◆ About this exercise
Could you copy the lines below exactly, leaving none out?

◆ Saved entries
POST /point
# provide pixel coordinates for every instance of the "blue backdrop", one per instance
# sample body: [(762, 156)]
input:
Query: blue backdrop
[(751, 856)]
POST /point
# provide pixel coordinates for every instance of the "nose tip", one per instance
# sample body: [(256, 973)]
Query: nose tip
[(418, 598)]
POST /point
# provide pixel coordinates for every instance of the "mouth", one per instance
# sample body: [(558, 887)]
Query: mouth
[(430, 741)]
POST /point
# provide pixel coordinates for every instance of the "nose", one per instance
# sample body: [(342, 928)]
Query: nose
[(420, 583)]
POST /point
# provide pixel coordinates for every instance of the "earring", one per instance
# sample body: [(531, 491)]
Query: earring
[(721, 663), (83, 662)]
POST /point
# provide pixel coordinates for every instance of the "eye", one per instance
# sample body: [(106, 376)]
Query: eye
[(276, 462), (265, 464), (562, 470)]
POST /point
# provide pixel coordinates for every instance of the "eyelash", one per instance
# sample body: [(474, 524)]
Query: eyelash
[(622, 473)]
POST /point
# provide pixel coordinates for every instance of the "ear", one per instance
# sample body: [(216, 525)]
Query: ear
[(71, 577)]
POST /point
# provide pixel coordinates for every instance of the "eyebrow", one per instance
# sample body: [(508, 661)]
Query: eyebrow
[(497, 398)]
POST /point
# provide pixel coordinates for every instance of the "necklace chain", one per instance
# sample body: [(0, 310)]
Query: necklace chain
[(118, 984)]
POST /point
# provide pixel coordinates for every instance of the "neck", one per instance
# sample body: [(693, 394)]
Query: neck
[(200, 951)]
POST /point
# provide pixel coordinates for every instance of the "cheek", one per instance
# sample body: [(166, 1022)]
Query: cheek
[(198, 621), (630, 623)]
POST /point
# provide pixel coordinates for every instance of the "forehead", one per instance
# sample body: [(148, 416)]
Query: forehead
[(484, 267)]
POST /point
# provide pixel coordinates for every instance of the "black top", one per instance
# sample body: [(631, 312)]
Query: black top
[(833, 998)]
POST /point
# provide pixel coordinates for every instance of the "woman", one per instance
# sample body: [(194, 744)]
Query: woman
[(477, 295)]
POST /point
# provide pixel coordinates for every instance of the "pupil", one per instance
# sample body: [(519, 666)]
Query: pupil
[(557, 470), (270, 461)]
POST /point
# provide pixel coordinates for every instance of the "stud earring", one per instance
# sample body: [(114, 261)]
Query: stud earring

◆ Answer for this exercise
POST /point
# provide pixel coordinates for every instance of the "blue backdrop", one per instance
# sample body: [(762, 156)]
input:
Query: blue backdrop
[(751, 856)]
POST /point
# provide pixel coordinates for every instance of the "nose tip", one per instance
# sample body: [(256, 973)]
Query: nose tip
[(418, 598)]
POST /point
# provide pixel coordinates for every instance of the "mouth", one per instance
# sample body: [(558, 887)]
Query: mouth
[(430, 741)]
POST /point
# provide pixel coordinates for every instance of the "nose", one per instance
# sample body: [(342, 928)]
Query: nose
[(420, 583)]
POST /point
# provide pixel coordinates for every instance of the "earring", one per instance
# sample body: [(531, 491)]
Query: earring
[(721, 663), (83, 662)]
POST /point
# provide pixel coordinates for every instance of the "eye", one per instance
# sample body: [(106, 376)]
Query: eye
[(276, 462), (265, 464), (562, 470)]
POST /point
# provide pixel coordinates for every instance of the "eyelash", one per instance
# sample body: [(474, 524)]
Query: eyelash
[(622, 473)]
POST /point
# provide pixel coordinates for every instance of the "ear", one per instance
# sample body: [(216, 525)]
Query: ear
[(71, 577)]
POST /point
# provide pixel coordinates for every instance of the "eyebrow", one per instance
# sample body: [(508, 661)]
Query: eyebrow
[(497, 398)]
POST /point
# provide pixel coordinates for every instance of the "necklace chain", one per instance
# sample body: [(0, 310)]
Query: necklace chain
[(118, 984)]
POST /point
# provide pixel coordinates for every instance of the "neck", one per instance
# sample body: [(693, 394)]
Query: neck
[(200, 951)]
POST /point
# provide pixel coordinates for every instance of the "cheek", one per instance
# sample body: [(166, 1022)]
Query: cheek
[(198, 621), (630, 623)]
POST /point
# provide pixel coordinates for every instance of the "forehead", one per instance
# sample body: [(148, 416)]
Query: forehead
[(484, 267)]
POST /point
# provide pixel coordinates for every instance of the "black top", one per instance
# sample body: [(631, 312)]
Query: black top
[(833, 998)]
POST /point
# provide pixel coordinates for every instance of the "woman", one per instance
# sample body: [(194, 744)]
Query: woman
[(477, 295)]
POST /point
# provide pixel coordinates for every instance of the "pupil", one per instance
# sample body: [(519, 666)]
Query: pupil
[(557, 470), (270, 461)]
POST /point
# provide pixel coordinates for every instance of the "stud earring", one per instance
# sample body: [(114, 261)]
Query: stud earring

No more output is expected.